Task objective ▸ Pick out each line of the entries below that contains the string "rocky". Case matters.

Dataset entries about object locations:

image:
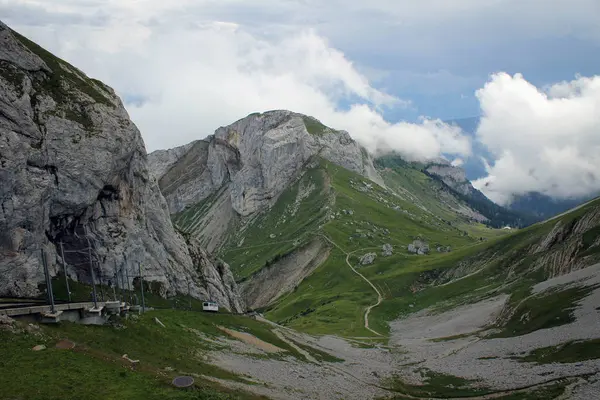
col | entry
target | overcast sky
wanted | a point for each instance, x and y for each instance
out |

...

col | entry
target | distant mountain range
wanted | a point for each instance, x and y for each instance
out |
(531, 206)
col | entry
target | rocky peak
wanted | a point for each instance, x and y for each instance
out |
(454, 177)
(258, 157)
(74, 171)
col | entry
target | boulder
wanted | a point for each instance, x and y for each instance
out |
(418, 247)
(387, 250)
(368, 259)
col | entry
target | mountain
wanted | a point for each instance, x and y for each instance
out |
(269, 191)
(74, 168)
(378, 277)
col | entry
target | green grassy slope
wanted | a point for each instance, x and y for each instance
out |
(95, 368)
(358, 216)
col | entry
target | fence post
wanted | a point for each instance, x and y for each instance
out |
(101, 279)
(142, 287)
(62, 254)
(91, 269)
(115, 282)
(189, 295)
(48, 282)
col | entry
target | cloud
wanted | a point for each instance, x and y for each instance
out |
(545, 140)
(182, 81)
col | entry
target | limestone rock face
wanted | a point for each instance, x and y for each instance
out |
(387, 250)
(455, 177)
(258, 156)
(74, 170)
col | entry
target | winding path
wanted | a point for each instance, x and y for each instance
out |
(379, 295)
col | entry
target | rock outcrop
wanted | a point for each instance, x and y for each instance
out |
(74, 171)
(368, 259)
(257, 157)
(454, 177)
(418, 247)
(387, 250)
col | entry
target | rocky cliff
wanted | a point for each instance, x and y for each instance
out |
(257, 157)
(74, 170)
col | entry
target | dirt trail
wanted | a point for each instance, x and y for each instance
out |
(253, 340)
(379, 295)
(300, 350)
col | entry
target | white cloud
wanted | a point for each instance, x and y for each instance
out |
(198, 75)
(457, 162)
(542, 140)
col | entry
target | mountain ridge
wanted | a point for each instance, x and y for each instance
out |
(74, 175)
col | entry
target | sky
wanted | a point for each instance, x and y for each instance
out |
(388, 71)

---

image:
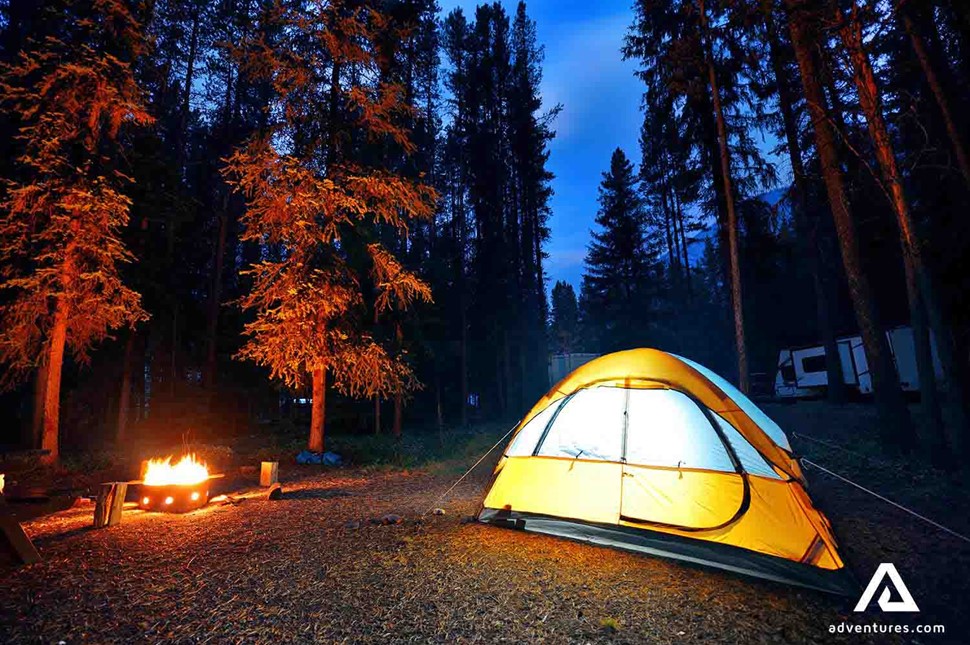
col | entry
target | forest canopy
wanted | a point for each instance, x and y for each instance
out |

Task result ▸
target | rocky peak
target | rocky cliff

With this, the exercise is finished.